== やること ==
以下の資料から文字列「brick」を含む行をすべて特定し、それぞれの行を書き写す。大文字と小文字は区別する。

== 処理するデータ ==

::::::

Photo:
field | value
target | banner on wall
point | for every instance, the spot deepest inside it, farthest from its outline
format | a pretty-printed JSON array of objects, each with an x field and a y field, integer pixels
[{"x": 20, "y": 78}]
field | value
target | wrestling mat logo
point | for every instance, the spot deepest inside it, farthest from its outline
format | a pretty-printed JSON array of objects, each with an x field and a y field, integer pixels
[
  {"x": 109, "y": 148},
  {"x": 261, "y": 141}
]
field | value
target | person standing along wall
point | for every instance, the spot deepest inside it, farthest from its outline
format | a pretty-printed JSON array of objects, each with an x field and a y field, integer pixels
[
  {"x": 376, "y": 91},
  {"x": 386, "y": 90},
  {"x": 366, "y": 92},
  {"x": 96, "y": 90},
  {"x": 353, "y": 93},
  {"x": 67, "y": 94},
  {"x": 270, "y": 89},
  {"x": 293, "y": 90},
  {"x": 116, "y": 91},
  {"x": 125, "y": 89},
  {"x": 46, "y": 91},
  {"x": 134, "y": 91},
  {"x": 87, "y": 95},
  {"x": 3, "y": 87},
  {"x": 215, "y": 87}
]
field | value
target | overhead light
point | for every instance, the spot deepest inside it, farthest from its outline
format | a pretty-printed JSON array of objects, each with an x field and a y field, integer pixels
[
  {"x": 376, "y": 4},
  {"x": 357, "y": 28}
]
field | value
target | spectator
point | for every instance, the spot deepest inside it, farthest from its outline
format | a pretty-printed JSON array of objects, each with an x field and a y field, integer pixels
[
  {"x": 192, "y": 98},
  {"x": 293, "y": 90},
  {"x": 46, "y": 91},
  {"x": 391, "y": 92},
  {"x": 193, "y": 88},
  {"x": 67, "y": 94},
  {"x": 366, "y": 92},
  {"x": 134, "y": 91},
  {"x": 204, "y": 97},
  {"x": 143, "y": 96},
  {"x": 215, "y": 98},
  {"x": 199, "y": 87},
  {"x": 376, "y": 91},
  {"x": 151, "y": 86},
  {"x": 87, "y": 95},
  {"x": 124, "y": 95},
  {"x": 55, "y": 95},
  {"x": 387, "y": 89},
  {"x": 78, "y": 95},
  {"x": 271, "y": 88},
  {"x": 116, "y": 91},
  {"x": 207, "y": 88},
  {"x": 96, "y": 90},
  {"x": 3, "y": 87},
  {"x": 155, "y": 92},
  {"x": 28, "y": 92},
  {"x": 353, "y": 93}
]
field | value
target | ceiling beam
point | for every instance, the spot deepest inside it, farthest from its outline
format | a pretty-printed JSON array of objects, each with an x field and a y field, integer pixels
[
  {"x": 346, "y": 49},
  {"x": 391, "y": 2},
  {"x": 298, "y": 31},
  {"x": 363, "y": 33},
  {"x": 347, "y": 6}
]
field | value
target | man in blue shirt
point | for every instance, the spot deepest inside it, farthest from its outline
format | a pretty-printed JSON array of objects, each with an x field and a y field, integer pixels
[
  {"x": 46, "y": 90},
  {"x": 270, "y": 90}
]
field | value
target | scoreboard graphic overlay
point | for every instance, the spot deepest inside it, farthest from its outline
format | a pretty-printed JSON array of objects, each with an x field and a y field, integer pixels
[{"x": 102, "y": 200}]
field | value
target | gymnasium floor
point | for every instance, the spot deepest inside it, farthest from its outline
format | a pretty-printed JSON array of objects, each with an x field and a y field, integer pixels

::::::

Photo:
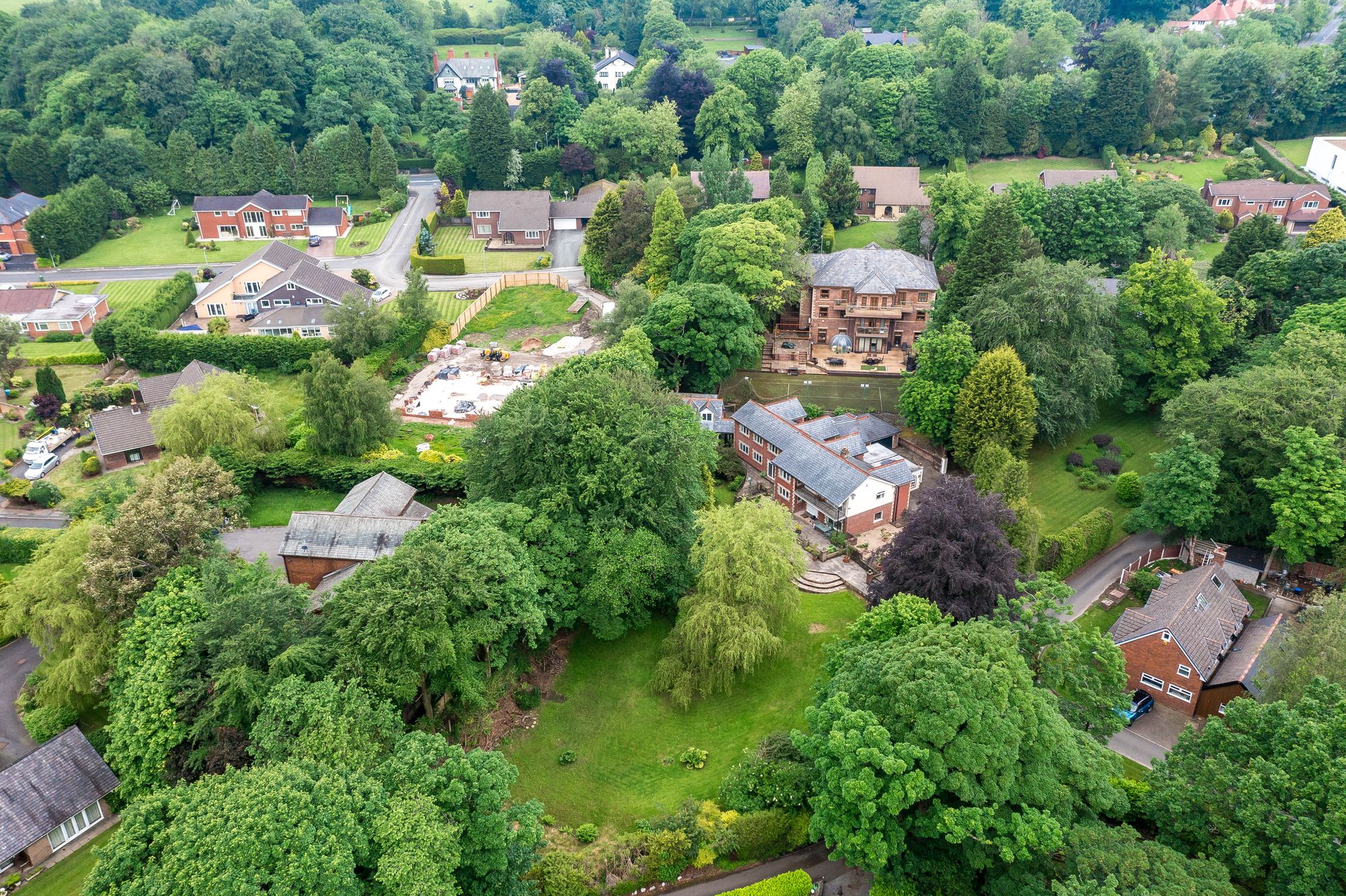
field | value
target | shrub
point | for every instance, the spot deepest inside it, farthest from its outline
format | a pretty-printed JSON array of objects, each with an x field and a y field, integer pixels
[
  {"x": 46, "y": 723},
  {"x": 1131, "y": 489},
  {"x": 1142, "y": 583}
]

::::::

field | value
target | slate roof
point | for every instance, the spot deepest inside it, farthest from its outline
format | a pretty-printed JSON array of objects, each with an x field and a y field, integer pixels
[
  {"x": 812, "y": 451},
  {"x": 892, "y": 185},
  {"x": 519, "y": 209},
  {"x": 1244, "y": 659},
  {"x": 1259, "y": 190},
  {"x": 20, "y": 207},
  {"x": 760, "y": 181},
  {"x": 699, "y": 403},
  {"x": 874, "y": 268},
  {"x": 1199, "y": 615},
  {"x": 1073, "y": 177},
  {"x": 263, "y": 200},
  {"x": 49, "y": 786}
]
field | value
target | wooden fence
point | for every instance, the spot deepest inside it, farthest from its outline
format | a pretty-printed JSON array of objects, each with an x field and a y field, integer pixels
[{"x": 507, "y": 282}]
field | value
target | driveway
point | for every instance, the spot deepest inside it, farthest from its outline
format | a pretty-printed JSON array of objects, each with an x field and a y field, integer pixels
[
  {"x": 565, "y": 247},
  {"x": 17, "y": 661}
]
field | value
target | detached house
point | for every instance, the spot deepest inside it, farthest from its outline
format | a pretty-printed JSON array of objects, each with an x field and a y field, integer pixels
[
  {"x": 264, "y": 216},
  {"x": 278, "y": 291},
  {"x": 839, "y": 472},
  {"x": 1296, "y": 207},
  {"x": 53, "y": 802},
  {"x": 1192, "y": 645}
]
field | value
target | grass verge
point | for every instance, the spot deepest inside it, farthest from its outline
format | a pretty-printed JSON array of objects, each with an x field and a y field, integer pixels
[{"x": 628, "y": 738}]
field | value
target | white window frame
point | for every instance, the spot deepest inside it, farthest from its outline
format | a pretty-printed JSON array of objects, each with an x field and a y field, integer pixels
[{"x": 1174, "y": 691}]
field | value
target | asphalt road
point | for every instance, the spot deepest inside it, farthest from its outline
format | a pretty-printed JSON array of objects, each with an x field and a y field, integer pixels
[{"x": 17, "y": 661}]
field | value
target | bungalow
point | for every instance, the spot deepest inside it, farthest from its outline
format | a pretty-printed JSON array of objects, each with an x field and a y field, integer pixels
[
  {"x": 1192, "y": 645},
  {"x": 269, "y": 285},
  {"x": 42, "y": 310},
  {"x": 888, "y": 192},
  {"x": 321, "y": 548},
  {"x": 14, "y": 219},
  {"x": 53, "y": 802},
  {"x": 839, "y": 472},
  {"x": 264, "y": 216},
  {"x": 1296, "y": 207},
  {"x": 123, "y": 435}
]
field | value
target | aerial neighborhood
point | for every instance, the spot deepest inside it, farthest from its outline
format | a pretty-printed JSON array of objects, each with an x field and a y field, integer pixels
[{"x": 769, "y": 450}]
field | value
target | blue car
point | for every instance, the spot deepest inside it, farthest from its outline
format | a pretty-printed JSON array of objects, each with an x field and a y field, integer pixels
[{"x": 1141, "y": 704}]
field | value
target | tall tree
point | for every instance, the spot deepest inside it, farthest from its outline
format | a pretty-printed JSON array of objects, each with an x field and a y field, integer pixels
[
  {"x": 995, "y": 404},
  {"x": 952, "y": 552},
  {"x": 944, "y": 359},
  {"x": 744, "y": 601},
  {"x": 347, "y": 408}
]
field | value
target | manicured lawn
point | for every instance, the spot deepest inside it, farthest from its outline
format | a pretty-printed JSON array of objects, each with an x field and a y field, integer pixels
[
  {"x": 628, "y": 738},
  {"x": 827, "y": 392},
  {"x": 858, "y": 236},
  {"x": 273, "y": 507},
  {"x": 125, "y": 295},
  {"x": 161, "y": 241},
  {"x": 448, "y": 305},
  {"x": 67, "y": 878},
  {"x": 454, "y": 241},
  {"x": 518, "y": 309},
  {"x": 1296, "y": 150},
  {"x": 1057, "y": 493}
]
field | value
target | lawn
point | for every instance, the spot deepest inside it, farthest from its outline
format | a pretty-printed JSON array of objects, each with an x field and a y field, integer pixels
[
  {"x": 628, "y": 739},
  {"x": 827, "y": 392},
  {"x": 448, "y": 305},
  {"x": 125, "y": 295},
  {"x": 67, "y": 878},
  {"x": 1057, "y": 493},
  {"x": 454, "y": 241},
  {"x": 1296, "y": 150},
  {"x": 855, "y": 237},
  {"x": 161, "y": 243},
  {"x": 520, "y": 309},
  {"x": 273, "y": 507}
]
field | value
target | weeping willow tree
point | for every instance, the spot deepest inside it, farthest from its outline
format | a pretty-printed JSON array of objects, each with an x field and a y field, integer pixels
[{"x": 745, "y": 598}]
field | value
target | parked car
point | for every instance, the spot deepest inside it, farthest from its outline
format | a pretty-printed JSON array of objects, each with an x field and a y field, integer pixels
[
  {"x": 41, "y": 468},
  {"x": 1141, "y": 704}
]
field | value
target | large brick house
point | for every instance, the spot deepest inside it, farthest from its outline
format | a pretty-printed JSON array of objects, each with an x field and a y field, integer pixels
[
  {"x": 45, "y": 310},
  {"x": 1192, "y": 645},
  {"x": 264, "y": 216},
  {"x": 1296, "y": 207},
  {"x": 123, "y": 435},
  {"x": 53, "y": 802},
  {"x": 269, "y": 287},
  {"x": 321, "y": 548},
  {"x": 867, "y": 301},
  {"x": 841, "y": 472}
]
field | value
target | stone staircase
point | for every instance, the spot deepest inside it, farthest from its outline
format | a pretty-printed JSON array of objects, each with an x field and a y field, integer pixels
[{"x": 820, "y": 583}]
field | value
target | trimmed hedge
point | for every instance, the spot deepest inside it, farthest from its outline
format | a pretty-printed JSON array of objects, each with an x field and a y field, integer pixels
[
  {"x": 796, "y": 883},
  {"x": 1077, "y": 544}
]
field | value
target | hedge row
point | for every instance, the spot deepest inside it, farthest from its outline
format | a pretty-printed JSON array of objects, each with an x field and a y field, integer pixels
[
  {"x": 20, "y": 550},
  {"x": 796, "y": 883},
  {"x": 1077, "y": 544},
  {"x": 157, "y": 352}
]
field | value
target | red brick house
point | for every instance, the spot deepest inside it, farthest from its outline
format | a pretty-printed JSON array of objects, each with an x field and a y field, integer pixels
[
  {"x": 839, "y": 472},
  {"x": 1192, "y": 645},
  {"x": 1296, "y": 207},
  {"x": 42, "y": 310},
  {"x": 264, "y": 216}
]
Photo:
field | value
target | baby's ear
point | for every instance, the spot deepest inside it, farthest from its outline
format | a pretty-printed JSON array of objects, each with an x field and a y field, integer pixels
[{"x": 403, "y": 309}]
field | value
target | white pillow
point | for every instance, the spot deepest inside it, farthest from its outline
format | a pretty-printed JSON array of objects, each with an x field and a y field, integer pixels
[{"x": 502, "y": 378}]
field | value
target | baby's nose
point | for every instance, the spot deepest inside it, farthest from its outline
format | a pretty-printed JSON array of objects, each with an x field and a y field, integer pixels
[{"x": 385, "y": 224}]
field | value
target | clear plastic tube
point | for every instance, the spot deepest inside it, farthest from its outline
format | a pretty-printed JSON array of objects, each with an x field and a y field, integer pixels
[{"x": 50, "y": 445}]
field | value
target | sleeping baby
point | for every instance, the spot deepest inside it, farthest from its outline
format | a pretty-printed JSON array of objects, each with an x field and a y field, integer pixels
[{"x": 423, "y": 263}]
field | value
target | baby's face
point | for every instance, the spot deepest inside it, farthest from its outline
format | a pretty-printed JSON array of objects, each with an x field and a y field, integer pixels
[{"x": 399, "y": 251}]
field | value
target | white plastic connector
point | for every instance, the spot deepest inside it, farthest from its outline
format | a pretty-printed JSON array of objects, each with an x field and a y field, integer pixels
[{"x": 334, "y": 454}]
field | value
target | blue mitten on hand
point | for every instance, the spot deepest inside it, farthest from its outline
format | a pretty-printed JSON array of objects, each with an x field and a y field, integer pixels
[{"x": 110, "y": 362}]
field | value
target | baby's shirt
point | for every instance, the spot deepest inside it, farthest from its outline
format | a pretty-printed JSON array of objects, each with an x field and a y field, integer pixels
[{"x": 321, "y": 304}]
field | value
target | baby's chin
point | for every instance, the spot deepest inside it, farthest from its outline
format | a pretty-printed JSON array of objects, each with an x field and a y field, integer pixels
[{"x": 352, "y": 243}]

::::::

== 解答 ==
target | large brick house
target | red brick house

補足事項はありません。